# Monster Buck Ashtabula County.



## dwmikemx (Mar 22, 2008)

Check out this bruiser.. WOW just Wow.. 

http://www.news-herald.com/lifestyle/20131122/outdoors-geneva-man-harvests-24-point-deer


----------



## EYEFISHER2 (May 11, 2008)

Wow!!! One mans dreams are anothers dream come true


----------



## Shad Rap (Nov 10, 2010)

Old news...already posted under '24 point buck'.


----------



## Snakecharmer (Apr 9, 2008)

Shad Rap said:


> Old news...already posted under '24 point buck'.


Two different deer. The one you mentioned has a left drop tine.


----------



## Shad Rap (Nov 10, 2010)

Yeah my bad...I was mistaken...I read this article a while back and thought that it was on here...but it wasn't.


----------



## erik (Jun 15, 2010)

wow heck of a deer and good story


----------



## buckeyebowman (Feb 24, 2012)

Yeah, the prior post, "24 point buck" didn't have nearly the mass that this monster has! It's a cool story though, especially the part about the "full disclosure" agreement among the friends! That's something you just can't make up. Congrats to those guys! Can't imagine what would happen to me if a monster like that decided to walk by me. Maybe a heart attack or a stroke or something!
*-*-*
Written problem 1: Gather every line of the rows that contains the word "drawing", treating uppercase and lowercase as different.
The forum thread and the rows have no connection to each other.
*-*-*
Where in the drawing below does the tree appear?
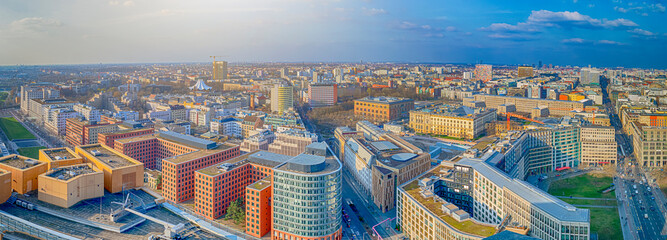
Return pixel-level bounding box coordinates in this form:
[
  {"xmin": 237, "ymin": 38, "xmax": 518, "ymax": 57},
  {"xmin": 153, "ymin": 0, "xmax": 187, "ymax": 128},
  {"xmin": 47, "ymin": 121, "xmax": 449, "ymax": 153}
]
[{"xmin": 225, "ymin": 198, "xmax": 245, "ymax": 224}]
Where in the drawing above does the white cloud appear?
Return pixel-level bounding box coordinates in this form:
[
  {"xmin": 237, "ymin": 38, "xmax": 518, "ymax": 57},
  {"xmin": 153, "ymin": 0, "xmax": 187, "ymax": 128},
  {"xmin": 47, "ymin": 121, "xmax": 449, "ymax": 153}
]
[
  {"xmin": 481, "ymin": 23, "xmax": 538, "ymax": 32},
  {"xmin": 10, "ymin": 17, "xmax": 63, "ymax": 32},
  {"xmin": 361, "ymin": 7, "xmax": 387, "ymax": 16},
  {"xmin": 528, "ymin": 10, "xmax": 638, "ymax": 28},
  {"xmin": 597, "ymin": 40, "xmax": 625, "ymax": 45},
  {"xmin": 561, "ymin": 38, "xmax": 589, "ymax": 44},
  {"xmin": 628, "ymin": 28, "xmax": 655, "ymax": 36}
]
*-*-*
Written problem 2: Extend the forum thread about the Ashtabula County buck, starting right after its last post.

Exercise output 1:
Where in the drawing below does the tree appear?
Where in the drawing above does the white cloud appear?

Exercise output 2:
----------



## greatthosu (May 11, 2009)

WOW, What a Buck.


----------



## Lazy 8 (May 21, 2010)

That's ol grandpaw


----------



## joekacz (Sep 11, 2013)

Anybody know the weight of that buck??From photo's it surely look's well over 250#.


----------



## treytd32 (Jun 12, 2009)

hard to tell a weight from just the one picture of the rack I saw.. but my buck last year was 212 field dressed and caped so 250 doesn't seem unreasonable.


----------



## Snook (Aug 19, 2008)

What a stud...and so close to home. Awesome deer!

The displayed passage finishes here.